**SHORT EXERCISE**
All the data should come back exactly as it was given.

**SUPPLIED DATA**
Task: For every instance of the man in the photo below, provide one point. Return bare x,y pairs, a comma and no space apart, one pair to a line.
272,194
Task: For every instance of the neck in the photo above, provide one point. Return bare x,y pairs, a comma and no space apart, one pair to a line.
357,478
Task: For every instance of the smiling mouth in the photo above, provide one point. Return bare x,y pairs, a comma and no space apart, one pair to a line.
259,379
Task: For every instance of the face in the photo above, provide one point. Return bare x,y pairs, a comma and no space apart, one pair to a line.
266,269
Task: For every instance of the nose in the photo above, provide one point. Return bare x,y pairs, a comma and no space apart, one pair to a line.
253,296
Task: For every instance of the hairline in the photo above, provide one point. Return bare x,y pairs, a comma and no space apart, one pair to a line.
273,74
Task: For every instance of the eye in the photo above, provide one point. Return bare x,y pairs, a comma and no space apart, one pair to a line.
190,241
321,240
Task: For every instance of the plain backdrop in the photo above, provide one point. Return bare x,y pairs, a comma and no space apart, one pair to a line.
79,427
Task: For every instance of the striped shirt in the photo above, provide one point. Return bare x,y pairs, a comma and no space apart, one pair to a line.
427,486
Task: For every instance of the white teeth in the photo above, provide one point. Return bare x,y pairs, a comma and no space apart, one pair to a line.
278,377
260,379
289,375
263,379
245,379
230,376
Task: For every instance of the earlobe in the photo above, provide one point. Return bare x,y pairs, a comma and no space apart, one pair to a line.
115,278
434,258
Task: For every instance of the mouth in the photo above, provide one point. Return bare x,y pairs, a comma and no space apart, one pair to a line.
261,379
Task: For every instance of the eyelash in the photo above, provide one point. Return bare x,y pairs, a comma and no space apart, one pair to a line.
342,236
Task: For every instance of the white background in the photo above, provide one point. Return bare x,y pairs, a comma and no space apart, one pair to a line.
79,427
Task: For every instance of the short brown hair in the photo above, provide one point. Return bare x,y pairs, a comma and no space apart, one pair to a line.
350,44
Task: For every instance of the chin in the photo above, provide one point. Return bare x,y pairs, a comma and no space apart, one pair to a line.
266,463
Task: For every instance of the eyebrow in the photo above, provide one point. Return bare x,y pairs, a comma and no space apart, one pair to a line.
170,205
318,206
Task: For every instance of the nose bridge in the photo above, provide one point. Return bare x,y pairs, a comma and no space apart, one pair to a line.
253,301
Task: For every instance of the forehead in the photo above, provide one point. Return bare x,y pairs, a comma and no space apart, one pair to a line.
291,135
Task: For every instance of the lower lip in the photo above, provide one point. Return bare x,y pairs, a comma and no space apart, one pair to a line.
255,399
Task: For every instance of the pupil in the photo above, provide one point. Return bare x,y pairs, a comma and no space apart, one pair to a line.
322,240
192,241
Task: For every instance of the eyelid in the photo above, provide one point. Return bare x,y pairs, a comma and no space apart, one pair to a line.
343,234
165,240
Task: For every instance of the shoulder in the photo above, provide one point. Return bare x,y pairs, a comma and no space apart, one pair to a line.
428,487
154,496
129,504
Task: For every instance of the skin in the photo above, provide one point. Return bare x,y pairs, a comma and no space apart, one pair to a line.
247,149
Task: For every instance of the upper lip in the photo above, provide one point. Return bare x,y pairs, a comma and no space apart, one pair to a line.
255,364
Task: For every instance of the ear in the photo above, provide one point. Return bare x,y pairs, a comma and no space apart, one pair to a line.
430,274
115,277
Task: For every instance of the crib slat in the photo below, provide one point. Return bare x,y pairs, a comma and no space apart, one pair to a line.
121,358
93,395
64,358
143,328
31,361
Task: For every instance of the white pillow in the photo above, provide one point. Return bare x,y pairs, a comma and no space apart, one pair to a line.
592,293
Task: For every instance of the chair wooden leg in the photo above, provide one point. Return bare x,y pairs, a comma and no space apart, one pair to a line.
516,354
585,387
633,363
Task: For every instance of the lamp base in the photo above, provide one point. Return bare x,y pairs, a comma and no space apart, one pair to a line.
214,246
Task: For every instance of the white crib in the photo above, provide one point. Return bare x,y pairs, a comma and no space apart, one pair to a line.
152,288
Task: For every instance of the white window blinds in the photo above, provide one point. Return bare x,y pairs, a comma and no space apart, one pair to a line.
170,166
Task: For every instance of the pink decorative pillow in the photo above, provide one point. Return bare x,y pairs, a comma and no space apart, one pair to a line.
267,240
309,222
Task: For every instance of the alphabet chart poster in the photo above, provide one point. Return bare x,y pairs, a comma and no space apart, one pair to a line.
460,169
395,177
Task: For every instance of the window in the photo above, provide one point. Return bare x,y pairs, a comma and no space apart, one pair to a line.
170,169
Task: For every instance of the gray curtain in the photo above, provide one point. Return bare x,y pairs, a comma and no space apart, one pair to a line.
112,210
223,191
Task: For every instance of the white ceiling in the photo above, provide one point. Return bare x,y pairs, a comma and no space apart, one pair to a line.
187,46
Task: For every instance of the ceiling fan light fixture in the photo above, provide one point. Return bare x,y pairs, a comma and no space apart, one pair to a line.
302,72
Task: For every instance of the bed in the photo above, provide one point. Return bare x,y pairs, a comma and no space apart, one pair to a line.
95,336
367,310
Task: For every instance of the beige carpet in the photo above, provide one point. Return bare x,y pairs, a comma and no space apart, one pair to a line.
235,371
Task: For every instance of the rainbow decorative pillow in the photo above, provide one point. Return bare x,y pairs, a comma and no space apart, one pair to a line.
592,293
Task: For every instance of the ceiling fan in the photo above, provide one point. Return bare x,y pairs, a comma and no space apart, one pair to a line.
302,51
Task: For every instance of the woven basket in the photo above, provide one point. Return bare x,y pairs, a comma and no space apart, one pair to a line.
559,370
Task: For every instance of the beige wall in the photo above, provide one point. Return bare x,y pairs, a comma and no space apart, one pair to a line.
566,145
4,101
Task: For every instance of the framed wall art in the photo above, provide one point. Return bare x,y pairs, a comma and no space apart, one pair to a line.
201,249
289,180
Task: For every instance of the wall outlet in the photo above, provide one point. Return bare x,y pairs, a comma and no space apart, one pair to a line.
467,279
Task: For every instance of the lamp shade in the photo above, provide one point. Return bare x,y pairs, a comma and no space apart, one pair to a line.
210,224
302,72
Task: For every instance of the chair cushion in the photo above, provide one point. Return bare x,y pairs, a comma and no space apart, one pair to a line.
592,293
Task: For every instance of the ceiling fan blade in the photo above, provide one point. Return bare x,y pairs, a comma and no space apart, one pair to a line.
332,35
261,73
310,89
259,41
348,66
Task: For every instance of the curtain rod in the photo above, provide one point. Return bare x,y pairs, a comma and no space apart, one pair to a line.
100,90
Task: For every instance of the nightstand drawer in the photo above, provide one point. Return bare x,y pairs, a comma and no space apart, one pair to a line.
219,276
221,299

**RESPONSE FOR THIS EXERCISE**
Task: For every instance of the man in the photo below, provide one point. Return bare x,y pairs, a comma and no space apart, one pair to a line.
272,194
Task: For every instance of the neck in the photo above, provide one point. Return bare x,y pairs, a comma and no space apart, one pair to a line.
357,478
Task: For every instance of the smiling mouth in the photo above, provide one point. Return bare x,y pairs, a comma and no space apart, one pair to a line.
259,379
Task: For every instance of the face in the photo above, provide one point. Return bare x,y pairs, a comma and no space apart, one pair to a line.
266,269
Task: For every instance of the nose in the photo above, provide one point. Return bare x,y pairs, a comma and no space apart, one pair to a line.
253,296
Task: For every instance of the hairline in the photo above, provide one point. Return bare x,y pairs, a comma and no space apart, one pair to a line.
273,74
Task: For every instance of the eye in the photo above, provide one point. Return bare x,y pairs, a comma and no space apart, one pair to a line.
190,241
321,240
Task: For every instance of the plain backdrop in the photo above, provide one point. Return bare x,y pairs, a comma and no space apart, one pair to a line.
79,427
Task: For every instance of the striped shirt in the photo above, provide one point. Return bare x,y pairs, a comma and no space apart, one pair to a line.
427,486
Task: For every instance of the white teeth in the photo above, provide one point. Return bare x,y pairs, a comma and no space apart, one pair to a line.
278,377
260,379
289,375
263,379
245,379
230,376
Task: For every instance of the earlobe in the photo above, provide one point. Return bare x,y pairs, a comma and no space apart, one pair to a line.
115,278
434,258
Task: For every instance of the mouth in the photo above, provide one point. Return bare x,y pairs, a comma and no space apart, one pair to a line.
261,379
Task: For every instance of the eyelash in the photo above, provide one point. Return bare x,y pairs, a comma and no space apart, one pair to a line.
342,236
Task: For every instance of the white background in the photo above, provide one point. Return bare x,y pairs, a comma and no space apart, one pair to a line.
79,427
Task: For every instance of the short brown hair in the photo above, provide one point. Return bare x,y pairs, a comma and no space apart, one pair to a line.
350,44
Task: For every instance of the chin in the photo above, provide one point. Return bare x,y pairs, a comma and no space apart, one pair to a line.
266,463
Task: For every instance of the eyebrow in the photo above, provide one point. Return bare x,y pairs, a comma and no space apart, one pair to a line.
170,205
318,206
Task: For every instance of the nose bridge in the photo above, provide one point. Return bare x,y pairs, a comma and no space apart, one pair to a line.
253,301
Task: For every instance of the forehead in the photo above, provide one point. Return bare x,y pairs, a comma and no space apart, one pair to a line.
291,135
Task: For every instance of the lower lip in the photo above, provide one point. Return bare x,y pairs, a comma and no space apart, one pair to a line.
255,399
Task: For every instance of the pupil in the photo above, provide one point. Return bare x,y pairs, a comma and no space apart, one pair to a line.
322,240
192,241
Task: For every instance of the eyelid in the photo above, provide one point. Return bare x,y pairs, a comma and no space apart, one pair to a line.
343,234
165,240
Task: For every instance of the shoulder in the photo above, provide one point. Return bare x,y pairs, a comma and no space apart, one pair to a line.
428,487
154,496
129,504
Task: For every instance of the skin in the photo above, provide one point. Return bare x,y pairs, a comma and no space apart, one pair to a line.
247,149
Task: For every instance of the upper lip in the photo above, provide one point. Return bare x,y pairs, a comma and no space apart, one pair to a line.
255,364
Task: For every instance of the ear in the photo above, provide one point. Return bare x,y pairs, a comma and no space apart, one pair to a line.
430,274
115,277
Task: For every instance of the crib slat in the photo below, provide one point. Return bare x,y pairs, a comma and no space apart, one pair to a line.
121,358
93,395
64,358
143,328
31,361
Task: For every instance of the white pillow in the photo above, provide one point. Return bare x,y pairs, a comma and no space apart, one pair to a line.
592,293
Task: For every instance of the chair wooden leg in the photo above, provide one point. Return bare x,y pairs, a comma and no space apart, one pair to a line.
516,354
585,387
633,363
Task: For every instance of the lamp base in the photo above, provide one point. Return bare x,y pairs, a comma and no space apart, one pair to a line.
214,246
Task: For every instance of the white crib in the photo above, provide one point. Return bare x,y pairs, a comma and no space apart, one pair to a line.
152,288
Task: For every instance of the white window blinds in the photo above, provide one point. Return bare x,y pairs, a comma and no space apart, one pair to a line.
170,166
Task: For every instance of the pink decorative pillow in the photo above, provide one point. Return bare x,y pairs, a comma and no space apart, one pair to a line.
267,240
309,222
Task: For every instance of the alphabet chart poster in the photo above, provide one point. Return bare x,y pairs, a comma and no space apart, one pair to a line.
460,169
395,177
Task: For every instance of the window in the photo above, provide one point. Return bare x,y pairs, a comma and no space apart, one pair to a line.
170,169
Task: For every instance of the gray curtain in the photo above, provide one point. Return bare x,y pairs, a comma and no space apart, one pair to a line.
112,210
223,191
Task: For every instance of the white ceiling in the photo above, provide one point. Return bare x,y pairs, a comma and no space apart, one pair to a line.
187,46
Task: For every instance of the ceiling fan light fixture in the photo above, provide one point. Return bare x,y pairs, a comma and no space apart, one pair to a line.
302,72
Task: For every instance of the bed in the photo above, provide one point. Return bare x,y pairs, a comma and no space apart, one pair to a line.
95,336
367,310
Task: For every instance of the beige carpet in the photo above, provide one point. Return bare x,y pairs, a comma and no space apart, one pair to a line.
235,371
Task: For every instance of the rainbow decorative pillow in the photo above, provide one point. Return bare x,y pairs, a comma and no space apart, one pair to a line.
592,293
Task: For every instance of the ceiling fan in the photo above, provide one point. Return bare x,y pairs, a comma and no space apart, one pair to a line.
302,51
Task: For every instance of the woven basket in the photo above, provide one point. Return bare x,y pairs, a comma and no space apart, one pair to a line.
559,370
Task: For every instance of the beige wall in the photo above, provide one point. Return bare x,y pairs, a comma and no space apart, one pair to a line.
566,145
4,101
Task: For every instance of the framed wall art in the photo above, provide one point. Return bare x,y pairs, a comma and no space apart, one pair to a line.
201,249
289,180
Task: For every instance of the wall outlet in the photo above, provide one point. Return bare x,y pairs, a comma and no space apart, one pair to a line.
467,279
Task: For every instance of the lamp shade in the photo above, provide one point. Return bare x,y pairs, a comma and no space apart, one pair to a line.
210,224
302,72
Task: For every instance of the chair cushion in the photo above, provide one point. Return bare x,y pairs, a comma and no space apart, one pair to a line.
592,293
Task: For every instance of the ceiling fan blade in the photo above, provide one point. Return bare x,y pairs, a comma and no space apart, one pair to a line.
332,35
261,73
310,89
259,41
348,66
Task: For every instance of the curtain rod in the photo above, provide one point. Return bare x,y pairs, a comma and no space apart, one pair to a line.
100,90
Task: For every instance of the nightstand drawer in the photo above, provide one point. Return bare x,y pairs, a comma and no space apart, one pair to a line.
219,276
221,299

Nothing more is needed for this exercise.